▸ **Requests**
- a) Which MMDetection version do the VQA challenge notes say to install?
- b) Carry on writing the VQA challenge notes, starting right after their final line.

▸ **Selected extract**
Our team wins the champion of WSDM Cup 2023 Toloka VQA Challenge.
For details please see our technical report for the competition.
If you use this code for a paper please cite:
@article{gao2023champion,
title={Champion Solution for the WSDM2023 Toloka VQA Challenge},
author={Gao, Shengyi and Chen, Zhe and Chen, Guo and Wang, Wenhai and Lu, Tong},
journal={arXiv preprint arXiv:2301.09045},
year={2023}
}
@article{chen2022vitadapter,
title={Vision Transformer Adapter for Dense Predictions},
author={Chen, Zhe and Duan, Yuchen and Wang, Wenhai and He, Junjun and Lu, Tong and Dai, Jifeng and Qiao, Yu},
journal={arXiv preprint arXiv:2205.08534},
year={2022}
}
Install MMDetection v2.22.0.

▸ **Location annotation dataset excerpts**
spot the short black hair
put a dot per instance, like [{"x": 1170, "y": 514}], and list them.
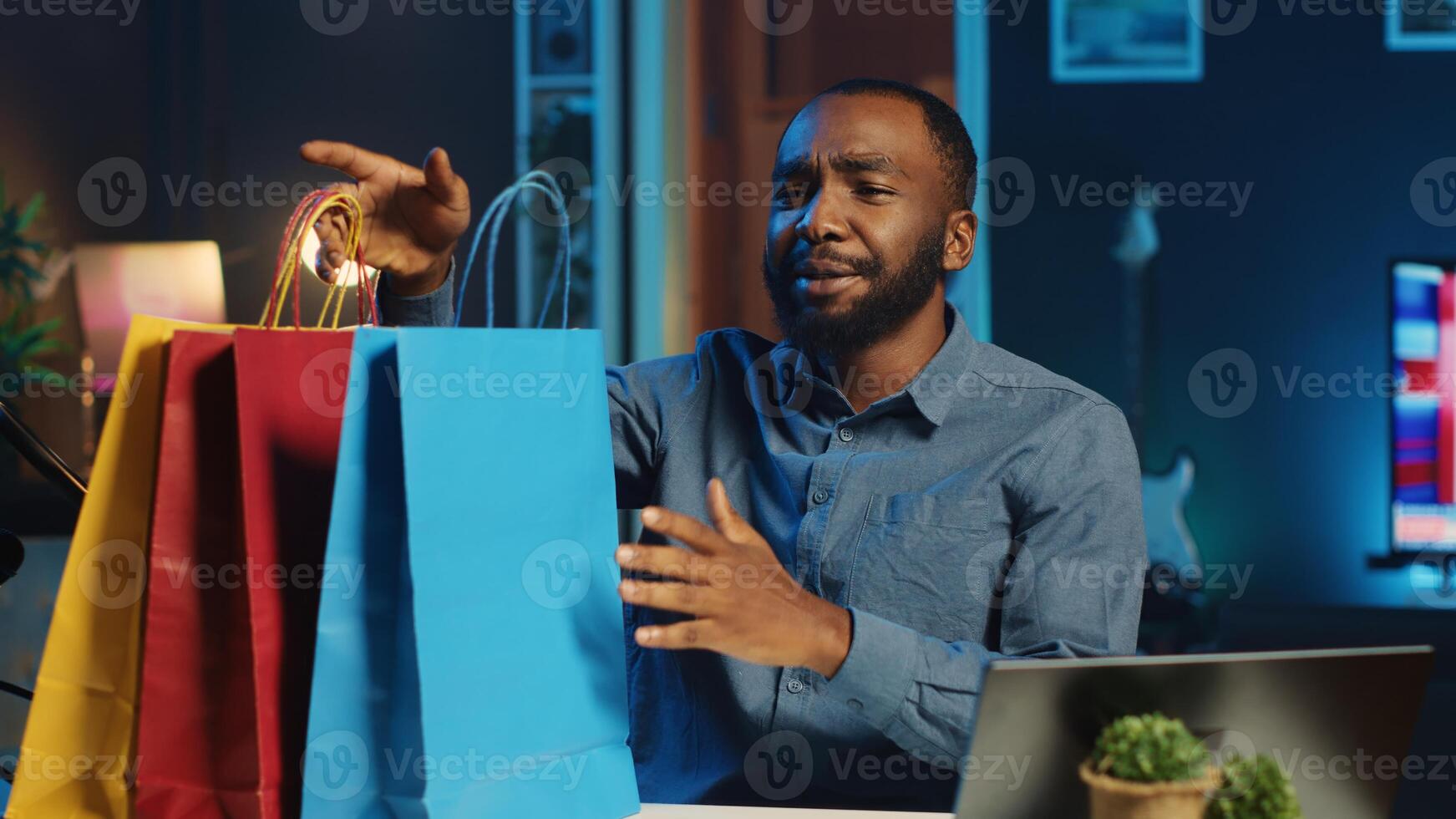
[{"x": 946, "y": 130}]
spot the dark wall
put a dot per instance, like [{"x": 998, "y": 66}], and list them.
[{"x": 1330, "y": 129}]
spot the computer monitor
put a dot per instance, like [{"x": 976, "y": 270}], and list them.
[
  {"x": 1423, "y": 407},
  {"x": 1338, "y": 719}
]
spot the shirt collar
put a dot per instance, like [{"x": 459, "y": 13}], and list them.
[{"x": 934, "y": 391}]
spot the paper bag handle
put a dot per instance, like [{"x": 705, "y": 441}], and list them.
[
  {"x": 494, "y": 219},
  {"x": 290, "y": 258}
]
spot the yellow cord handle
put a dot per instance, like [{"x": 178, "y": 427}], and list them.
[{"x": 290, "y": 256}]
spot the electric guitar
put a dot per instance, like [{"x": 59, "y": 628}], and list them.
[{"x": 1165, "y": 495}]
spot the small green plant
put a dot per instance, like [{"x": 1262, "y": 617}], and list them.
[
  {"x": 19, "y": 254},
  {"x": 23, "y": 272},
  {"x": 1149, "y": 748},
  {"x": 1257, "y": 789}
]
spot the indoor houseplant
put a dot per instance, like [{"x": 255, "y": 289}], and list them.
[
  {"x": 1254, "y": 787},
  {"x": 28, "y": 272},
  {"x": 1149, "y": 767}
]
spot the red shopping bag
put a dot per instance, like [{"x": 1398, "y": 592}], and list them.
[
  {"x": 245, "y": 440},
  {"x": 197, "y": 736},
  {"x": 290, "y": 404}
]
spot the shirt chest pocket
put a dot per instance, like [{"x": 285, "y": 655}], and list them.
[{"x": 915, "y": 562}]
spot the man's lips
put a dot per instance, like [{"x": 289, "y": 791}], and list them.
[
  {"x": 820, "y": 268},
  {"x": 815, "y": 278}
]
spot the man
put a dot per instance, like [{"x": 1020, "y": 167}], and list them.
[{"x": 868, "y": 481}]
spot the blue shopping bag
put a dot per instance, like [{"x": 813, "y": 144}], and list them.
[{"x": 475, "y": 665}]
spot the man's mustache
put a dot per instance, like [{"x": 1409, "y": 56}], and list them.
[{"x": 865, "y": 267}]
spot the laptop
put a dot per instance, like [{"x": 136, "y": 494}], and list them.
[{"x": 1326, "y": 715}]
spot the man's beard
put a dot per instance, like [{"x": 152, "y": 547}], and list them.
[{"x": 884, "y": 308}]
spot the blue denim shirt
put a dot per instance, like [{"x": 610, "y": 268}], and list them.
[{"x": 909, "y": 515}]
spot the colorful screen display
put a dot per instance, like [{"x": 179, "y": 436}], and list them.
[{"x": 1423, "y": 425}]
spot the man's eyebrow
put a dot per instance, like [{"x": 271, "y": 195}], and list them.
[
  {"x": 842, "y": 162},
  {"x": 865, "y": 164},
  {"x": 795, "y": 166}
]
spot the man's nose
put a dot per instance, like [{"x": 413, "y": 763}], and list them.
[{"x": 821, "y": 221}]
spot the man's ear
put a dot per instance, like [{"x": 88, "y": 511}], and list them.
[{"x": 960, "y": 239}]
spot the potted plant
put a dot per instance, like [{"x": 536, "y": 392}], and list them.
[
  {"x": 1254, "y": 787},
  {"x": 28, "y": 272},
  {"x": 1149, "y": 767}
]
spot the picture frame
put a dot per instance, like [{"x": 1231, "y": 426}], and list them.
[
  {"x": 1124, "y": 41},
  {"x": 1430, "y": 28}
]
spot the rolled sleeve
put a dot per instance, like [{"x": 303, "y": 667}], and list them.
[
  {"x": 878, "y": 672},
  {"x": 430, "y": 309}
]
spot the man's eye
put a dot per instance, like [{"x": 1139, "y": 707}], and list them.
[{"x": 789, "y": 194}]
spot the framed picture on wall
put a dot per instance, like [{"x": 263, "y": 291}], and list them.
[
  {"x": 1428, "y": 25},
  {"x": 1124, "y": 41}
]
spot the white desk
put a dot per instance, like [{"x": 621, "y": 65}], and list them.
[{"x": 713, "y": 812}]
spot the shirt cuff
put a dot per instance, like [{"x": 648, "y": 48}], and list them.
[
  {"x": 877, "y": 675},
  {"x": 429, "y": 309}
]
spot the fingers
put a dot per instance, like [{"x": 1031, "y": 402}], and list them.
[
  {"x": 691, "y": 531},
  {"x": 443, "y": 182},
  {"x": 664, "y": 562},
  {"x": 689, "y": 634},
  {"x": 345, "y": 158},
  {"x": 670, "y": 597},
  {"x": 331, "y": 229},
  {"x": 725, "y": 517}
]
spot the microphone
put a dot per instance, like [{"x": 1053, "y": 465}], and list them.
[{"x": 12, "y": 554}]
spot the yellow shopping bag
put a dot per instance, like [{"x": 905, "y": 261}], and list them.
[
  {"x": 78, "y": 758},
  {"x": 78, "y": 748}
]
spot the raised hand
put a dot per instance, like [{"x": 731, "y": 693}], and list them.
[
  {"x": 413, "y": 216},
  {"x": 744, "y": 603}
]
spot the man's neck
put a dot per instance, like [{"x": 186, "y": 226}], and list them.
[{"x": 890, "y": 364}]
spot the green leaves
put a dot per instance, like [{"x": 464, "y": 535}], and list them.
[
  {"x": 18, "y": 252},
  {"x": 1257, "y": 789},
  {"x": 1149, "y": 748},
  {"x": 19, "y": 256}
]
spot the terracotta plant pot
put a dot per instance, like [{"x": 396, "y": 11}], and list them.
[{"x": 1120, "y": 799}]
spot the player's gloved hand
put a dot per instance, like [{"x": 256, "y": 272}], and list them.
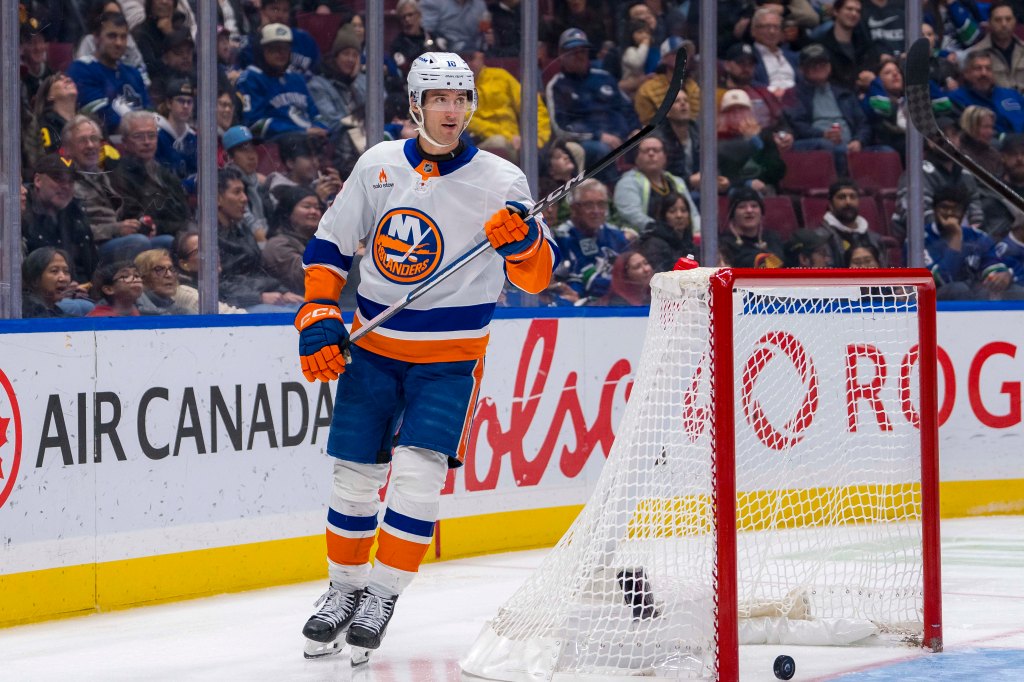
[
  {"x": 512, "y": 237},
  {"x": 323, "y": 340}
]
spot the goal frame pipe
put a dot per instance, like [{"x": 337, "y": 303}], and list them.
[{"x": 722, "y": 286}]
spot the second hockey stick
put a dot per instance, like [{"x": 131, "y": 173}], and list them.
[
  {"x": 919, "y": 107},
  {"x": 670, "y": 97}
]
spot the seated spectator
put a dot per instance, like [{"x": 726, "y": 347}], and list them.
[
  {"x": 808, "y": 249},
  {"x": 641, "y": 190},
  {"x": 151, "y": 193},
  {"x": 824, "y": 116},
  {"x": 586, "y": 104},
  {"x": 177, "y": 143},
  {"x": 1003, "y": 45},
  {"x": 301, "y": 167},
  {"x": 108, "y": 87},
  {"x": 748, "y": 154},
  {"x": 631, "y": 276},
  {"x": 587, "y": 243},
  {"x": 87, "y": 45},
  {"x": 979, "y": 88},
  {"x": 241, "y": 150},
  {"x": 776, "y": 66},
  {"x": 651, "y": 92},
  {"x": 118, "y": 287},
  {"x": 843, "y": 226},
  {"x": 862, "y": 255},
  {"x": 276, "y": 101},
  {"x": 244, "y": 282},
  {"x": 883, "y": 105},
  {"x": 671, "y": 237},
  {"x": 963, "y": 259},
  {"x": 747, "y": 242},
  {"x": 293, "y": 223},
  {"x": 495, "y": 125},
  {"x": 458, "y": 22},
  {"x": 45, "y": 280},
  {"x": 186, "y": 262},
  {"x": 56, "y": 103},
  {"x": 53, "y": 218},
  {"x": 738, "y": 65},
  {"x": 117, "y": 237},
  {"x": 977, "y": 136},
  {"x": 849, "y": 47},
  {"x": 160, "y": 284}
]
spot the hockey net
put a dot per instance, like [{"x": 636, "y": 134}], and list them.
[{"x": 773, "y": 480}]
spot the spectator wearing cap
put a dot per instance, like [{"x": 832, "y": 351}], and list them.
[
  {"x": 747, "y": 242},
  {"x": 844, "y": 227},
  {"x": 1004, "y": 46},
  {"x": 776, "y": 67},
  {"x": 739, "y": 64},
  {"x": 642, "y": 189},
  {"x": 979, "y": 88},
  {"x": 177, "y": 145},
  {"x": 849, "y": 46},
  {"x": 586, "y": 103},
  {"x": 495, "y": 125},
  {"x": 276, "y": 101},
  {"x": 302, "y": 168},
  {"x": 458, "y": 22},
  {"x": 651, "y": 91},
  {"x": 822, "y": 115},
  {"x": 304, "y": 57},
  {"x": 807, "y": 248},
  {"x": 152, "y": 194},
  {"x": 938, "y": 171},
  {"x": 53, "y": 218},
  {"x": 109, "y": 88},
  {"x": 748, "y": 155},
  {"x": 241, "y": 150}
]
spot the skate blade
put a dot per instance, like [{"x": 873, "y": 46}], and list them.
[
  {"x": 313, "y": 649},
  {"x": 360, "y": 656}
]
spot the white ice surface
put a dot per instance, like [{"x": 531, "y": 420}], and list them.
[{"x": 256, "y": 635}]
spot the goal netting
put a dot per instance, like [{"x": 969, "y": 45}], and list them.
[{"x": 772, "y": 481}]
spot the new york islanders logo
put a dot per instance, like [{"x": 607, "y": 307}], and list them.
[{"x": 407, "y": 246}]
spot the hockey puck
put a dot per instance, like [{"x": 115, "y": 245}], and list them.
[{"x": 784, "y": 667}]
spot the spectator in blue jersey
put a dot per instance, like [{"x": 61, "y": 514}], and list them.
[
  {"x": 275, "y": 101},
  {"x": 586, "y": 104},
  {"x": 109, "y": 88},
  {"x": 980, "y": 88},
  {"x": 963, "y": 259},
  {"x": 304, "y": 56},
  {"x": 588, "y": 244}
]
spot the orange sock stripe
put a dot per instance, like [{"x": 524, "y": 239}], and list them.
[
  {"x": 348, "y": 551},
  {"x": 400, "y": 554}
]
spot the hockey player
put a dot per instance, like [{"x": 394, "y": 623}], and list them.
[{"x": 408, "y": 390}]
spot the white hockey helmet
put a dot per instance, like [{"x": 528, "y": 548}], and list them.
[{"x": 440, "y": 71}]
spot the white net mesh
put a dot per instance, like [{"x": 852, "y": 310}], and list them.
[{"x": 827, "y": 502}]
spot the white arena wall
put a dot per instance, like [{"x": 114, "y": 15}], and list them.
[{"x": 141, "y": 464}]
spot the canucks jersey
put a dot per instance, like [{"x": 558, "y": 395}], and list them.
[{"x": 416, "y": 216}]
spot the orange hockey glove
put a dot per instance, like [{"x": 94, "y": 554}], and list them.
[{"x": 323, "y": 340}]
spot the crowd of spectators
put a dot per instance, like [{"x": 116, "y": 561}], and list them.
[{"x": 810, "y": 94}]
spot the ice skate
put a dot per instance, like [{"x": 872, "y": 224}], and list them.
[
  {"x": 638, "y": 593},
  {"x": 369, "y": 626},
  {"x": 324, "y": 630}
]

▸ **Responses**
- a) MMDetection v2.22.0.

- b)
# recommended environment: torch1.9 + cuda11.1
pip install torch==1.9.0+cu111 torchvision==0.10.0+cu111 torchaudio==0.9.0 -f https://download.pytorch.org/whl/torch_stable.html
pip install mmcv-full==1.4.2 -f https://download.openmmlab.com/mmcv/dist/cu111/torch1.9.0/index.html
pip install timm==0.4.12
pip install tfty
pip install mmdet==2.22.0
ln -s ../detection/ops ./
cd ops & sh make.sh # compile deformable attention
Preparing the Toloka VQA Dataset and the filtered GQA dataset (optional).
Please download the converted annotations for wsdm2023 from here.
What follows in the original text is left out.